- _TEXT EXTRACT_
################

This is Lowline Angus bull that we have used since he was 2 years old on a small herd of Dexters and Dexter X cows. He's for sale but he's 8 years old, probably why we have had trouble moving him. I'm concerned about sending him to the processor because of his age. We (my brother in law has him now) don't mind eating it ourselves and doing all ground beef, but if it isn't fit for eating, it will be a major loss. 

He's been a good, respectful bull. Works well with a single wire of electric twine off a reel. He always turns away when we approach him and he ads thickness to our calves. 

Anyone interested? He's 15/16ths Lowline, out of Doc Holiday.

















Here's a photo as a 6 year old:


----------



## wstevenl (Mar 26, 2008)

This is our current bull that I'll share with my brother in law's herd.

################

- _WRITTEN REQUEST A_
Rewrite the records starting with the line with "For the grassy" and going on through the line with "[[636, 480], [552, 391], [458, 358]]". Replace "embankment" with "slope" and leave everything else unchanged.
The forum post and the records have nothing to do with each other.

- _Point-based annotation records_
################

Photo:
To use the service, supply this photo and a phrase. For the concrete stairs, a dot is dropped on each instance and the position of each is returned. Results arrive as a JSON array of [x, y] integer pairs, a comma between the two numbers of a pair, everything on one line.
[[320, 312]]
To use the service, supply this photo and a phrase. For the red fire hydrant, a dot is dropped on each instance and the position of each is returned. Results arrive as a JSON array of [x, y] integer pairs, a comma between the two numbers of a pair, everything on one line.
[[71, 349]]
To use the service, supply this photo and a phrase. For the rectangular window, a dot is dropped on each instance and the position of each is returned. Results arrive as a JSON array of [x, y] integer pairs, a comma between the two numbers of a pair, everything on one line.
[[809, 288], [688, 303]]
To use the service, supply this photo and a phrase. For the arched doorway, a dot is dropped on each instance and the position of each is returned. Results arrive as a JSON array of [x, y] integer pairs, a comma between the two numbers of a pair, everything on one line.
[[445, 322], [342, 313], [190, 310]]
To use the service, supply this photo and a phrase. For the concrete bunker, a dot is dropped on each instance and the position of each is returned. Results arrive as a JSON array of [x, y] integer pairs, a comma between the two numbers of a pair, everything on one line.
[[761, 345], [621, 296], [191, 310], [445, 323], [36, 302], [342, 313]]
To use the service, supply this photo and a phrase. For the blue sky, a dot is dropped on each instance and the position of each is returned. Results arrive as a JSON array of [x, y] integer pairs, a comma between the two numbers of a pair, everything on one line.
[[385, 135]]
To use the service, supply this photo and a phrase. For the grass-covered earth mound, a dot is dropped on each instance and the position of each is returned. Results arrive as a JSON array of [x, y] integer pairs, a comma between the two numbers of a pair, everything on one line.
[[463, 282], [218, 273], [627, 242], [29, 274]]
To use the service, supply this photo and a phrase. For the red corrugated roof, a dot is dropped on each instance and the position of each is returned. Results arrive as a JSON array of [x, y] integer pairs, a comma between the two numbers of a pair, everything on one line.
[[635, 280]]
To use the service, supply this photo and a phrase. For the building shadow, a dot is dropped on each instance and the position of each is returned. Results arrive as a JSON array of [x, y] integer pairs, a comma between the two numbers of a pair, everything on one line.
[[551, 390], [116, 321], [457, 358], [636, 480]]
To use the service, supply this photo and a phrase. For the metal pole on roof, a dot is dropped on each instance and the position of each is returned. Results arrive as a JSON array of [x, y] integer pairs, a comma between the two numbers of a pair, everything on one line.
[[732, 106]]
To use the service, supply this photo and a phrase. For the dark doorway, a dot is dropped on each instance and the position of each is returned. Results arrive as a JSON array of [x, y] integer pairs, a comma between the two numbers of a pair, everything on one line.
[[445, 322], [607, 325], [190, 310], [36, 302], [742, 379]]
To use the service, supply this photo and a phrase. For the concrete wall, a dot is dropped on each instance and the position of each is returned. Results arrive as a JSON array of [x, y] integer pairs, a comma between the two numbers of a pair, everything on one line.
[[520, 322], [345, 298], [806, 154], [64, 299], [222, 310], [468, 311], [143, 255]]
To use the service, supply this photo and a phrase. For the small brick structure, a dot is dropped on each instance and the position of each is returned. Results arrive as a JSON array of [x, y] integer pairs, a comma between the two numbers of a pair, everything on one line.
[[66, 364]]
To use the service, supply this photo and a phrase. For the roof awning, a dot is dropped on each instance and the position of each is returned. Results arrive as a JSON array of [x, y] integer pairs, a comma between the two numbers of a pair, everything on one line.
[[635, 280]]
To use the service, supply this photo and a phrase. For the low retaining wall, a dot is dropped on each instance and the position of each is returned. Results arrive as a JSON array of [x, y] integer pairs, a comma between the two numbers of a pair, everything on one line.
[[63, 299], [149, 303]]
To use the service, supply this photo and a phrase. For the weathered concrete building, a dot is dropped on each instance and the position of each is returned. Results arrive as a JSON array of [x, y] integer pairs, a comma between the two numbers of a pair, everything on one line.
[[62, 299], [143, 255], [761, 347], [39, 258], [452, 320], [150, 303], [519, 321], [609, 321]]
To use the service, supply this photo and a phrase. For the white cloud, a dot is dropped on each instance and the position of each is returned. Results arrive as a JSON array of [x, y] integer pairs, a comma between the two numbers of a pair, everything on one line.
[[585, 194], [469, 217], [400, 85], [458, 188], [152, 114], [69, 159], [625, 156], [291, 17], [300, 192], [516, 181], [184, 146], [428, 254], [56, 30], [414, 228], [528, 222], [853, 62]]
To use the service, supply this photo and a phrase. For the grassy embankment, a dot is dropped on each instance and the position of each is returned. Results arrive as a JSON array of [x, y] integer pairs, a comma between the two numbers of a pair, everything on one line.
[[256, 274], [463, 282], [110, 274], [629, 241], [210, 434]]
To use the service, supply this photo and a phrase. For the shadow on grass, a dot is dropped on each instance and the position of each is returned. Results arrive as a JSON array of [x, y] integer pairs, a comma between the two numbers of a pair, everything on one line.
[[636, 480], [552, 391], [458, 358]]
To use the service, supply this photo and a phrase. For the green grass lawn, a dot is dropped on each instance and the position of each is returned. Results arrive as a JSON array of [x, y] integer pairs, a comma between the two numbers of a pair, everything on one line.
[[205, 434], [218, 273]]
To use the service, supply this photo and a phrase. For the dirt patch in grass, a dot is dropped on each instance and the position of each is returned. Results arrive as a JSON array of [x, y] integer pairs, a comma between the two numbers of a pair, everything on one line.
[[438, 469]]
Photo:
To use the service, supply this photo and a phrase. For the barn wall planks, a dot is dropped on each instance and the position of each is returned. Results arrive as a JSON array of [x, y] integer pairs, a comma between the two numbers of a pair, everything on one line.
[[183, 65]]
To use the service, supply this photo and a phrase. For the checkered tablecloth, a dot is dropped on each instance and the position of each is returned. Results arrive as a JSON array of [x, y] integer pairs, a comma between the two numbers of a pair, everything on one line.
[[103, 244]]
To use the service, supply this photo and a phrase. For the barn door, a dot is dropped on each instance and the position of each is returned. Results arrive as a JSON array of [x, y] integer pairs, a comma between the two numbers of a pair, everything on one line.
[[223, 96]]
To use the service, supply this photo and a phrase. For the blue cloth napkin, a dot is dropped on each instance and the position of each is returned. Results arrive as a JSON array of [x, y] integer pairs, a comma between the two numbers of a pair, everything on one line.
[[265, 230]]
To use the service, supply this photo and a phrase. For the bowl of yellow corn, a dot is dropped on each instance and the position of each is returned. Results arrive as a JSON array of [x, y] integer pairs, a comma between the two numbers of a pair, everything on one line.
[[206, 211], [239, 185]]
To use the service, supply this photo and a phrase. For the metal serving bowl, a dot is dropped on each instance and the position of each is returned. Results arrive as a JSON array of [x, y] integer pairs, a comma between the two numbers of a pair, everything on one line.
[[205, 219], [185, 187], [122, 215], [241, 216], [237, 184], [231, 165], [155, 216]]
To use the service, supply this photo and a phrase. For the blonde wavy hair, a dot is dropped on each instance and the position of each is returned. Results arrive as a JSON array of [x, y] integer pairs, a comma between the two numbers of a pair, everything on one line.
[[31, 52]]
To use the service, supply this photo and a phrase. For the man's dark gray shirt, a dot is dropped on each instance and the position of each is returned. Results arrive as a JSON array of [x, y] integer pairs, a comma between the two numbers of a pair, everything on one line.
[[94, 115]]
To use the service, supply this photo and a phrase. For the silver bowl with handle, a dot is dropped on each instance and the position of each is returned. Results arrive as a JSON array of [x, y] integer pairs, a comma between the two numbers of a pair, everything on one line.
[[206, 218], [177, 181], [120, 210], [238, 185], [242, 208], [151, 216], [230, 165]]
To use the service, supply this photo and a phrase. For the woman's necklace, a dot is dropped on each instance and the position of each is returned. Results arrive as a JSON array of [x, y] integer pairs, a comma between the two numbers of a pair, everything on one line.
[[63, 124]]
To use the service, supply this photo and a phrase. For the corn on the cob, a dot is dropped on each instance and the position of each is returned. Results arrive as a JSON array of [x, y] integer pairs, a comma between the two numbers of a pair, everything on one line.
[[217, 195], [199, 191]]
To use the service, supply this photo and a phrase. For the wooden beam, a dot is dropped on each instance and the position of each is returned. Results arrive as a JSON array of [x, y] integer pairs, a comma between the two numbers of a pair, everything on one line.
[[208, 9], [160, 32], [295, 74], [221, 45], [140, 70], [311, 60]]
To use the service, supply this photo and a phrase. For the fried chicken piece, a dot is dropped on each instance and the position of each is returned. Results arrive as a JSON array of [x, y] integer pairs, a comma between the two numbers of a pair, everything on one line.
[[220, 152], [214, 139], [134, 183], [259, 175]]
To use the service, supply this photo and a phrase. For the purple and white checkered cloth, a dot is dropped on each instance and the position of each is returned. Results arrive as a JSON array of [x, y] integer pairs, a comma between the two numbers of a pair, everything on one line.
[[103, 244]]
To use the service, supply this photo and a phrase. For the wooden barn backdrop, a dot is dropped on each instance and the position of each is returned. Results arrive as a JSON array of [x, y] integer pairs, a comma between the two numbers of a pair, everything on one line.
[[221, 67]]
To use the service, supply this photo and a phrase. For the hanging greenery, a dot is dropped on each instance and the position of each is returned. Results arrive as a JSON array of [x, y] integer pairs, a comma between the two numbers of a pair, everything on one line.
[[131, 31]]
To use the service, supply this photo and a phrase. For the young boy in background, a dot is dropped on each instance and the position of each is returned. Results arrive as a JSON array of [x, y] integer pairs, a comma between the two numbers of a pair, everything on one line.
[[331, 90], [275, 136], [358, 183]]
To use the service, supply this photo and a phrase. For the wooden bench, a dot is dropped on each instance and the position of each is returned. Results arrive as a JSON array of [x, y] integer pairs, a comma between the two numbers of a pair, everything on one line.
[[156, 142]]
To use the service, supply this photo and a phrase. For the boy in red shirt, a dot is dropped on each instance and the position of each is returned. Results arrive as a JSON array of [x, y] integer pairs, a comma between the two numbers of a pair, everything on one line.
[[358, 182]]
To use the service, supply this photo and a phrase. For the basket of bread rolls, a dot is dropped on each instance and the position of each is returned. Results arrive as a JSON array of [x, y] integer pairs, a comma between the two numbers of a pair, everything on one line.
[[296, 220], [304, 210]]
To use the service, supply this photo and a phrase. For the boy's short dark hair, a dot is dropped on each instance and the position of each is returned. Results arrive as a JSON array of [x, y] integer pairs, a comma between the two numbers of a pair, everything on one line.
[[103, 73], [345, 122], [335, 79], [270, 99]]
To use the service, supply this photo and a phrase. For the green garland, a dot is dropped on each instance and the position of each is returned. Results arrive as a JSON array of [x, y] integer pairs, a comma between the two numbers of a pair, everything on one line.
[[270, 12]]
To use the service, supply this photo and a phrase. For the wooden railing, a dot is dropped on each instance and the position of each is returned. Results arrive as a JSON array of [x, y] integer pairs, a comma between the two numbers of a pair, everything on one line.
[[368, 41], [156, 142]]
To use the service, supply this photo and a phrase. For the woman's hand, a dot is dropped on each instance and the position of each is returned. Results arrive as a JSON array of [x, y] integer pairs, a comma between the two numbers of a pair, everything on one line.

################

- _WRITTEN REQUEST B_
In the forum post about the Lowline Angus bull, how old was the bull when it was first used on the herd?

- _CORRECT RESULT A_
To use the service, supply this photo and a phrase. For the grassy slope, a dot is dropped on each instance and the position of each is returned. Results arrive as a JSON array of [x, y] integer pairs, a comma between the two numbers of a pair, everything on one line.
[[256, 274], [463, 282], [110, 274], [629, 241], [210, 434]]
To use the service, supply this photo and a phrase. For the shadow on grass, a dot is dropped on each instance and the position of each is returned. Results arrive as a JSON array of [x, y] integer pairs, a comma between the two numbers of a pair, everything on one line.
[[636, 480], [552, 391], [458, 358]]

- _CORRECT RESULT B_
2 years old.